* **Task to complete**
Identify every line in the items below that contains the word "wall", and copy each of those lines.

## Begin Task data

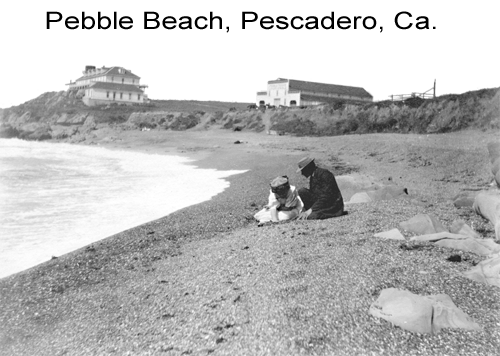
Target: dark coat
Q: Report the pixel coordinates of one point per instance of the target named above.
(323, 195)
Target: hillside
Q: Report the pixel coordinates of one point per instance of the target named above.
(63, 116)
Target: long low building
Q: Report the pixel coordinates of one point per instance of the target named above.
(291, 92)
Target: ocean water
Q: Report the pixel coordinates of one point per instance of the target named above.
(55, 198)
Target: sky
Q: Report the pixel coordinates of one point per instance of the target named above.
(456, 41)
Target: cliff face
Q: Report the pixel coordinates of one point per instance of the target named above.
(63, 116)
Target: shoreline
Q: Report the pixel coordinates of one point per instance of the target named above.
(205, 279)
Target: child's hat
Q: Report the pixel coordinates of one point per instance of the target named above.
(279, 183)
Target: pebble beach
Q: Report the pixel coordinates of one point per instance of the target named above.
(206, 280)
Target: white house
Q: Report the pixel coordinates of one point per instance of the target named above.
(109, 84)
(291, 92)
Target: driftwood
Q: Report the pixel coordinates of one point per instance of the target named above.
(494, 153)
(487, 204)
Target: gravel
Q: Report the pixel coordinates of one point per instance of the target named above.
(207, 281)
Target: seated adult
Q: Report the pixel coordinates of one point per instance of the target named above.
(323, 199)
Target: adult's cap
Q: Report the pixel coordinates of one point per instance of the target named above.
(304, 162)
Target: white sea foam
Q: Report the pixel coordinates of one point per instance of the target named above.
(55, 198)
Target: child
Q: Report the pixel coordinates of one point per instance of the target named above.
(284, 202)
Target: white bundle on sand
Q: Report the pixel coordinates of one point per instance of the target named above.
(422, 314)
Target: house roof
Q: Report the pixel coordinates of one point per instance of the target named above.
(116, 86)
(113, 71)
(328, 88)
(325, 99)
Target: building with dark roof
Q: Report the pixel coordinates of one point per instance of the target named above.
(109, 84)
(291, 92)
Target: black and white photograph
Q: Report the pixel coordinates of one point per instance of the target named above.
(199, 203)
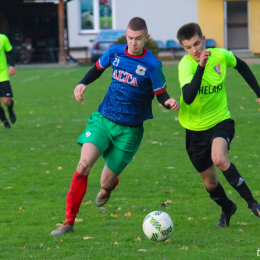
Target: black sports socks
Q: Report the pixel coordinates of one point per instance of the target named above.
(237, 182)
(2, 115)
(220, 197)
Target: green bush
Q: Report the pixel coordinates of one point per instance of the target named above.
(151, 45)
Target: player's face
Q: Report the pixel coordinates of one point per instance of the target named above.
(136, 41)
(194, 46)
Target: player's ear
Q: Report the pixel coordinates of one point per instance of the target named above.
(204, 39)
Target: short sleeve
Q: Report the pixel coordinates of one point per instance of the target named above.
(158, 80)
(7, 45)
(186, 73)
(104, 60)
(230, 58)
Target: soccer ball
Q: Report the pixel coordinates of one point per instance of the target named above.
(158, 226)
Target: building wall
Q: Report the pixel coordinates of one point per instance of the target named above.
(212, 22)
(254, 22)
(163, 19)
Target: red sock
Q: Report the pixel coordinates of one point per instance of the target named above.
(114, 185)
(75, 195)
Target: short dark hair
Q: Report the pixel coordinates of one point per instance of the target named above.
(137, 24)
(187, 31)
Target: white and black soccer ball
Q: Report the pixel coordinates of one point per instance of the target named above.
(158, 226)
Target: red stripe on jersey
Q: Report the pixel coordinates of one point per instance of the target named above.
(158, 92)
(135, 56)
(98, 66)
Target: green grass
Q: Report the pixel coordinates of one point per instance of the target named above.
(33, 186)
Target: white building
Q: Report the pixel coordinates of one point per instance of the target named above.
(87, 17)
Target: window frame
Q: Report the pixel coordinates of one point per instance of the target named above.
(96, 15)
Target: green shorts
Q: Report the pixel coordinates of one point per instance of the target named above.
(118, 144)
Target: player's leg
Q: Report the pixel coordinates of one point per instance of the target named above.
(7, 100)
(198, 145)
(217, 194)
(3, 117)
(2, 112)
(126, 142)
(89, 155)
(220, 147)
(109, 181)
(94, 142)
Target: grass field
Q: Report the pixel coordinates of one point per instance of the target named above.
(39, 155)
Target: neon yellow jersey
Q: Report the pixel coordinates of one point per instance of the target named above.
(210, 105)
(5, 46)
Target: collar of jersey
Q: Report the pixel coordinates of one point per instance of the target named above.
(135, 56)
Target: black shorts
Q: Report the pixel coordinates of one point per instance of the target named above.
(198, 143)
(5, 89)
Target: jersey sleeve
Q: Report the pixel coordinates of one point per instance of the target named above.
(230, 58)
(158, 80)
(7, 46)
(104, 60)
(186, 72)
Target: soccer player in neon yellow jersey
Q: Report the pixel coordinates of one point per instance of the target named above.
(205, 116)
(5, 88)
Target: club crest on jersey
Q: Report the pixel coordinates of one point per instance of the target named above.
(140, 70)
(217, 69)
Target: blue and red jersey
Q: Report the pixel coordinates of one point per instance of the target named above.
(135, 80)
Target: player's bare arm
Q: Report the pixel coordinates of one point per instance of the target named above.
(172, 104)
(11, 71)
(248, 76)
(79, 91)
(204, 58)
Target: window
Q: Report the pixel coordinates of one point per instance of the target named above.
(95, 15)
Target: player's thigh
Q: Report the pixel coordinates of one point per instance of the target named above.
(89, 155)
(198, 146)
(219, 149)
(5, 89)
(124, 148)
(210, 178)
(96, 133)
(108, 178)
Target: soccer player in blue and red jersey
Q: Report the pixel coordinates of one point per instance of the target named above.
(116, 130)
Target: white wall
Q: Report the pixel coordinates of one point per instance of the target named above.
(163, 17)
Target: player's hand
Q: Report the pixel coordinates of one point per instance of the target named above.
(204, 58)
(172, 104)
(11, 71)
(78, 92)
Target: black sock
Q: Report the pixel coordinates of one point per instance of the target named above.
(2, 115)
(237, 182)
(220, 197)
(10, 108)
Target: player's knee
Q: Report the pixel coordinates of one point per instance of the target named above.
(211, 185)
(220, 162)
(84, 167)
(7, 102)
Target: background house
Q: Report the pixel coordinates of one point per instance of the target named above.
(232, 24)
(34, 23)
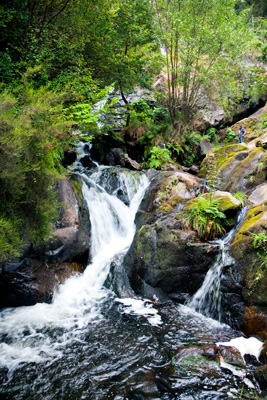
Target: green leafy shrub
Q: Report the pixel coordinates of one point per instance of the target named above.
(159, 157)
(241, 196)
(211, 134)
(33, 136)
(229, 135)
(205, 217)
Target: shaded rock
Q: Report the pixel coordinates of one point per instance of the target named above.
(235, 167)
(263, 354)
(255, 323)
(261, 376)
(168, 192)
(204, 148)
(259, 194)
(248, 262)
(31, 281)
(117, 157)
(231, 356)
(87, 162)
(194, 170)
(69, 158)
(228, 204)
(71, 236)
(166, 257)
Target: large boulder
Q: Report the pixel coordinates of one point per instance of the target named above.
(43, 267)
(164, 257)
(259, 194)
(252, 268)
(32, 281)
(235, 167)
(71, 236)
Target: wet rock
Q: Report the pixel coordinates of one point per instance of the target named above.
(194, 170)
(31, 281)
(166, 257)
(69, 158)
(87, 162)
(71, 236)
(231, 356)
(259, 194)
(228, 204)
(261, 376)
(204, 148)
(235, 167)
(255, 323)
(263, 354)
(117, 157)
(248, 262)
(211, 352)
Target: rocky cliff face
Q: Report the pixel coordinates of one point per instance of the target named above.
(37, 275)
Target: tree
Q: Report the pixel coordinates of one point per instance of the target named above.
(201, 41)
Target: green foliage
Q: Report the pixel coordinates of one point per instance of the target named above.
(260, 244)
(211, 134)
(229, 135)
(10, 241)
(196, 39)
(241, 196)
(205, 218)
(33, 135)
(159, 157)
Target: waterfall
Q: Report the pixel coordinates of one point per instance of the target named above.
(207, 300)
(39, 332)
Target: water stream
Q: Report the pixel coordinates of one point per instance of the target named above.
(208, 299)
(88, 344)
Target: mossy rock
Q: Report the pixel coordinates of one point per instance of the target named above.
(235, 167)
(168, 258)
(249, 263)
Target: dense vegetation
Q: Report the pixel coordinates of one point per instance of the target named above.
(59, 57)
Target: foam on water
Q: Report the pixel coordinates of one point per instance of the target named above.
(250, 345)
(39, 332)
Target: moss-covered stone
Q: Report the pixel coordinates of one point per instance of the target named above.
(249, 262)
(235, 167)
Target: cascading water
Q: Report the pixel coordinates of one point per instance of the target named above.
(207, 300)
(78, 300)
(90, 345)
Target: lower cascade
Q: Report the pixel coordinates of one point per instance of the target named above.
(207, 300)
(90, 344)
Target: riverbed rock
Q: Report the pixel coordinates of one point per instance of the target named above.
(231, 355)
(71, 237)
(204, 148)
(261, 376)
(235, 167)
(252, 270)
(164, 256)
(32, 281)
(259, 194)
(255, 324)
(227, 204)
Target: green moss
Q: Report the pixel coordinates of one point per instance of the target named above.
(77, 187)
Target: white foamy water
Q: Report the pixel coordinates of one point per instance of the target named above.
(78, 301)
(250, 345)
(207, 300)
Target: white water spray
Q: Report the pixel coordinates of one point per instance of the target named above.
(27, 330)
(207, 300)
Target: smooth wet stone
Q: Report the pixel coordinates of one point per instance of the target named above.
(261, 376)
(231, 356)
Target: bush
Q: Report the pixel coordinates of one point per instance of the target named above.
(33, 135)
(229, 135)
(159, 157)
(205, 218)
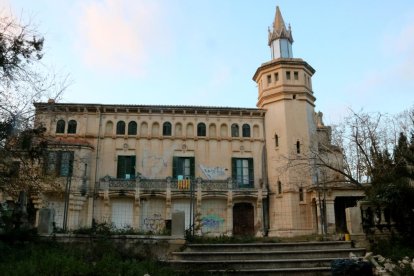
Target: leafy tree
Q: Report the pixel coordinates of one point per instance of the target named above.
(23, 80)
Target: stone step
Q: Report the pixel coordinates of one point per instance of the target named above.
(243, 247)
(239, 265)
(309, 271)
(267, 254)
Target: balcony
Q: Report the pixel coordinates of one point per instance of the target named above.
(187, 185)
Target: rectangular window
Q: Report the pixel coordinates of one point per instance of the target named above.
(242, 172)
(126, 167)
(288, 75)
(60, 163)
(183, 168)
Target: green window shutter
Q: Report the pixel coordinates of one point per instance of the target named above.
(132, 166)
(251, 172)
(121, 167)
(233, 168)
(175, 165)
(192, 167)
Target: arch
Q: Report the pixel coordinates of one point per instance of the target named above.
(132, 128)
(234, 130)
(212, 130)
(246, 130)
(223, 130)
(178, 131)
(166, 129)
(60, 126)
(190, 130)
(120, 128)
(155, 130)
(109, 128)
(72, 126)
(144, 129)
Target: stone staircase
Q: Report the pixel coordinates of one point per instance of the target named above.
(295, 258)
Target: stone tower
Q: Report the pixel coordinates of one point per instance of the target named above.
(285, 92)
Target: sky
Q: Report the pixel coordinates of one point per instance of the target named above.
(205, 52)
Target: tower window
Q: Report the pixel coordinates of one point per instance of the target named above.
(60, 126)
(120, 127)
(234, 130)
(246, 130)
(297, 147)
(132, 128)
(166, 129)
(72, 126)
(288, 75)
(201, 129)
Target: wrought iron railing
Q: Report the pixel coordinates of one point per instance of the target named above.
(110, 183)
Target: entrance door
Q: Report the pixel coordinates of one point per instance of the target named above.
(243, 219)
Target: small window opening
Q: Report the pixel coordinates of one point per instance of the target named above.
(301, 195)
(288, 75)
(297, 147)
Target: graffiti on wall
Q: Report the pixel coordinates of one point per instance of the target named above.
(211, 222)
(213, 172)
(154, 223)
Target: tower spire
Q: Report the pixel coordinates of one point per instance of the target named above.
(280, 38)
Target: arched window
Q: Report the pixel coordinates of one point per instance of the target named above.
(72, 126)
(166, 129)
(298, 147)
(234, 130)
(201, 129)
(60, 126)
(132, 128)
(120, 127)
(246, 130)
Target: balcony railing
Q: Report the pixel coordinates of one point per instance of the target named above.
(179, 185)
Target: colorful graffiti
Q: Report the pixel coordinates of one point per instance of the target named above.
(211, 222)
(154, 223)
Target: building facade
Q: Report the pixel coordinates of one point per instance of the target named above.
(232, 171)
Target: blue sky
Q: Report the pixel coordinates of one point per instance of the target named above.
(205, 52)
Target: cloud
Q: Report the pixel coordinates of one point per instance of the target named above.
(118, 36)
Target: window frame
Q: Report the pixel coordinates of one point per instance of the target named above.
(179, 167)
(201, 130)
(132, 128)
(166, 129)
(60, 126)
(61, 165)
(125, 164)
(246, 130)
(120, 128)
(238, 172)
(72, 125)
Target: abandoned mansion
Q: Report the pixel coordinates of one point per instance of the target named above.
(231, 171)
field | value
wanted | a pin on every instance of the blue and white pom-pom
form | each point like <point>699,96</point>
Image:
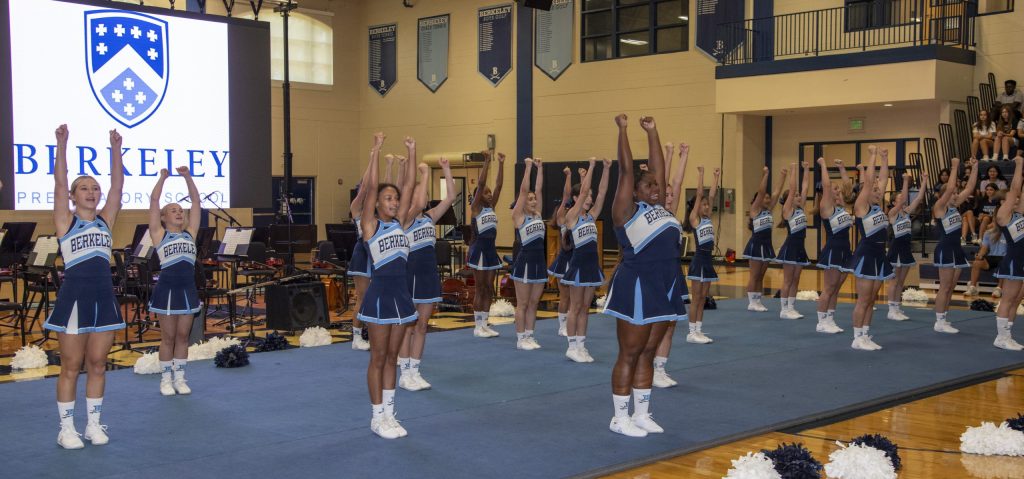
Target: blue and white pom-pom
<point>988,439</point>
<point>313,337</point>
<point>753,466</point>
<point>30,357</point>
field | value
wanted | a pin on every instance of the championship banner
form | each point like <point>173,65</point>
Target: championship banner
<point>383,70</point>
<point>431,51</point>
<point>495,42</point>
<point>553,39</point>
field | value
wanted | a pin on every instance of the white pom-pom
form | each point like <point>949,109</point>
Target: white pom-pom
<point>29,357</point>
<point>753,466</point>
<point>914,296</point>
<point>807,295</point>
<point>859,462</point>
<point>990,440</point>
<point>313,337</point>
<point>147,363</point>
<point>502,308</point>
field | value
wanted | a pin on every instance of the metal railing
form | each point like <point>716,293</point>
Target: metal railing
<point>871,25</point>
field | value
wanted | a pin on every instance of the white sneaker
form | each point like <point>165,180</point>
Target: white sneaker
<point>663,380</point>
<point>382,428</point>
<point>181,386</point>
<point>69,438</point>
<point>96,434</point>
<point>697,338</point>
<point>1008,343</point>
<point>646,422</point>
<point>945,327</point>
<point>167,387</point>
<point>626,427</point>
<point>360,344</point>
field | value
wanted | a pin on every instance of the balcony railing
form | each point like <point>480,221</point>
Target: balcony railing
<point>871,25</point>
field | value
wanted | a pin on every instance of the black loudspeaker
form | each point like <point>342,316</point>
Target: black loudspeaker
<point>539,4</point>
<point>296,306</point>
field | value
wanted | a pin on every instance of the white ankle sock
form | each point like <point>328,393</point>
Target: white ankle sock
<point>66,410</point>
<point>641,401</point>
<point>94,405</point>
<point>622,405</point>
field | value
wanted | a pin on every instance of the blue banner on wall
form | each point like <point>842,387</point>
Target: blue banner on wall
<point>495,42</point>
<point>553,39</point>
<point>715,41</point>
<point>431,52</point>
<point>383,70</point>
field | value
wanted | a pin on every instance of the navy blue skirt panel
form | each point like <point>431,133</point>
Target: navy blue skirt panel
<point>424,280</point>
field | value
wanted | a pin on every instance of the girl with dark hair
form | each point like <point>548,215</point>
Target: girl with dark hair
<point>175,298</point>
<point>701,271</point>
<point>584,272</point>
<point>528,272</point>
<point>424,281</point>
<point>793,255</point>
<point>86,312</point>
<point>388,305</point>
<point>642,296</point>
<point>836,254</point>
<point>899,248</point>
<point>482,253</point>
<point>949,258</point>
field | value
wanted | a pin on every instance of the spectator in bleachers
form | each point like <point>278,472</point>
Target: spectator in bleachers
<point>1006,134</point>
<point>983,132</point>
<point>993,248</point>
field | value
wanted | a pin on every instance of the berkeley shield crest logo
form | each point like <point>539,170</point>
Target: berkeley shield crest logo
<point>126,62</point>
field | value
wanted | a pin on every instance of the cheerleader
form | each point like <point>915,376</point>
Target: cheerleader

## End Task data

* **Answer to the task**
Target: building wall
Target: white wall
Target: graffiti on wall
wanted | a pin on every instance of the blue banner on wall
Target: blue banner on wall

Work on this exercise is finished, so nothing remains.